── Provided passage ──

Libel

Accusing Someone of Inadvertent Patent Infringement Is Not Libelous

"Even the most dedicated patent lawyer would have difficulty mustering 'hatred' for a computer user who inadvertently violated a patent."

|The Volokh Conspiracy |

From Sarkisian v. Rooke, decided in 2007 by Judge Thomas M. Golden (E.D. Pa.) but just posted on Westlaw:

The parties to this matter are also involved in a patent litigation before the Court (REAL v. Sarkisian, 05-cv-03573). In the patent action, plaintiff Real Estate Alliance, Limited (REAL) alleges that defendant Diane Sarkisian, a local realtor, violated two of its patents-in-suit by conducting web-based property searches…. [Sarkisian countersued on various grounds, including defamation, based] on a press release about the patent suit issued by REAL in July 2005, and a published interview given by defendant Scott Tatro, an officer of one of REAL's licensees, the company Equias Technology Development.

───
── Data records ──

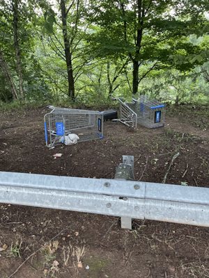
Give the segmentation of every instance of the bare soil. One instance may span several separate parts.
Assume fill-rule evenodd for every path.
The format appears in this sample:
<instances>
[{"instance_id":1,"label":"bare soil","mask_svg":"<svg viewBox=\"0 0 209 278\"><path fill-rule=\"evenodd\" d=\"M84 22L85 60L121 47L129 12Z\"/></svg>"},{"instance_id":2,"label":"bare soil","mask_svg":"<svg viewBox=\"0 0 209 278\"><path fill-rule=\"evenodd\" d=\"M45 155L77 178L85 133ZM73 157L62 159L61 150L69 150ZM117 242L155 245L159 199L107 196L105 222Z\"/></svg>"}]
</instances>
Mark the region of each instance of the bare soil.
<instances>
[{"instance_id":1,"label":"bare soil","mask_svg":"<svg viewBox=\"0 0 209 278\"><path fill-rule=\"evenodd\" d=\"M171 108L157 129L106 122L104 139L54 149L45 145L47 112L1 113L0 171L112 179L127 154L136 180L162 183L180 152L166 183L209 187L207 108ZM0 278L209 277L207 228L134 220L127 231L118 218L10 204L0 217Z\"/></svg>"}]
</instances>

───

● Tasks for this exercise
1. In the libel excerpt, reproduce word for word the portion from "The parties to" up to and including "Equias Technology Development.".
2. According to the libel excerpt, how did REAL allege that Diane Sarkisian violated its patents?

● Answers per task
1.
The parties to this matter are also involved in a patent litigation before the Court (REAL v. Sarkisian, 05-cv-03573). In the patent action, plaintiff Real Estate Alliance, Limited (REAL) alleges that defendant Diane Sarkisian, a local realtor, violated two of its patents-in-suit by conducting web-based property searches…. [Sarkisian countersued on various grounds, including defamation, based] on a press release about the patent suit issued by REAL in July 2005, and a published interview given by defendant Scott Tatro, an officer of one of REAL's licensees, the company Equias Technology Development.

2. By conducting web-based property searches.